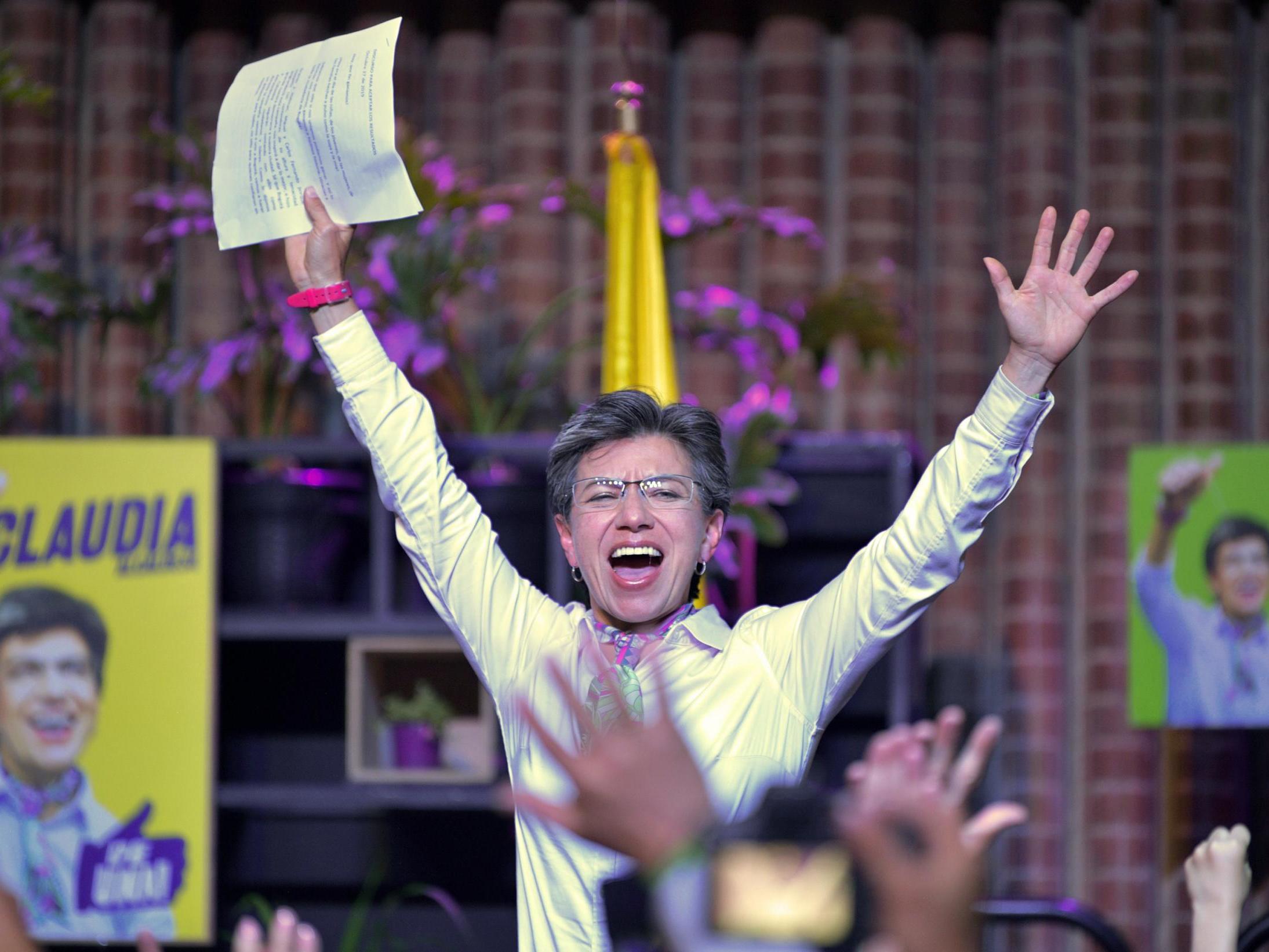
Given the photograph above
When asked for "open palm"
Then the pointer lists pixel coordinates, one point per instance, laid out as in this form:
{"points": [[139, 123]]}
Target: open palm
{"points": [[1050, 311]]}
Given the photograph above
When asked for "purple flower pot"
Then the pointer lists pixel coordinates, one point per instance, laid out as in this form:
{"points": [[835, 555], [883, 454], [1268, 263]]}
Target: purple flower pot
{"points": [[415, 746]]}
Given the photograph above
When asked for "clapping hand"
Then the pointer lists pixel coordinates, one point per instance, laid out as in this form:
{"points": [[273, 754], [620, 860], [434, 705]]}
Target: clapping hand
{"points": [[909, 838], [640, 793], [1050, 311], [925, 754], [286, 935]]}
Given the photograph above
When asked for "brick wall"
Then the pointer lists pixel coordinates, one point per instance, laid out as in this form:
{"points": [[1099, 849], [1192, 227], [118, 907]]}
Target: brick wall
{"points": [[1033, 169], [922, 150], [1119, 805], [881, 199]]}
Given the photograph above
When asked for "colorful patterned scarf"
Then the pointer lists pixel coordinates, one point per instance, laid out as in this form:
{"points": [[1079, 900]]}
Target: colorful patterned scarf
{"points": [[602, 697], [43, 898]]}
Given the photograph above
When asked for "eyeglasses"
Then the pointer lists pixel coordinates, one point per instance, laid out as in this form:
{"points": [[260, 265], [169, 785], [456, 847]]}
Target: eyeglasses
{"points": [[601, 493]]}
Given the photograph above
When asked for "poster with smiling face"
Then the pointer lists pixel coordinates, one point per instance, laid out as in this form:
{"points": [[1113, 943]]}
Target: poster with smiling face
{"points": [[1198, 579], [107, 589]]}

================================

GOAL OF THE EXERCISE: Rescale the entries: write every line again, requests included, multiplying each point coordinate in the answers by 1.25 and rounding to a whole number, with halves rounded up. Keep the numbers in the requests and their sample formats unchanged, and leave the pictures out.

COMPLETE ANSWER:
Given the photograph above
When asked for "open palm"
Then the pointer lists pixel coordinates, one point per instance, laid out as in this form:
{"points": [[139, 123]]}
Target: open palm
{"points": [[1313, 389]]}
Given the photograph above
When asked for "purple flower pot"
Then the pointer lists pixel coordinates, one point per instance, laid out as in this form:
{"points": [[835, 555], [883, 454], [1268, 263]]}
Target: purple flower pot
{"points": [[519, 933]]}
Given the photograph above
When asked for "clapping hand"
Then the pointer lists pixel coordinates, one point per instance, laid out as in this form:
{"points": [[273, 754], [620, 860], [434, 705]]}
Target: clapping hand
{"points": [[1136, 1048], [800, 991], [1313, 389], [1156, 943], [358, 1169]]}
Given the photograph above
When asked for "brick wall"
Then the pointer lists pixel coordinates, one point per instance, laid out as in this form:
{"points": [[1099, 849], [1192, 227], [118, 907]]}
Target: brick wall
{"points": [[1291, 211], [1153, 188], [1399, 1006], [1101, 249]]}
Given the photograph above
When asked for "colorful patterned scarf"
Then the pointer lists pixel coordinates, one point per instance, laid out as in this form:
{"points": [[1079, 900]]}
Target: colorful patterned scarf
{"points": [[753, 871], [54, 1123]]}
Given the photograph above
When asked for "eyeglasses"
Then the pointer lists pixel coordinates, one point per instance, laid out as in this form:
{"points": [[260, 265], [169, 785], [456, 847]]}
Target: eyeglasses
{"points": [[751, 616]]}
Given the photograph above
When asked for "poster with smiling face"
Then the pointer lists pixel coordinates, one point per instance, laid out as in this form:
{"points": [[1113, 943]]}
Target: poster with smiling face
{"points": [[1498, 724], [134, 736]]}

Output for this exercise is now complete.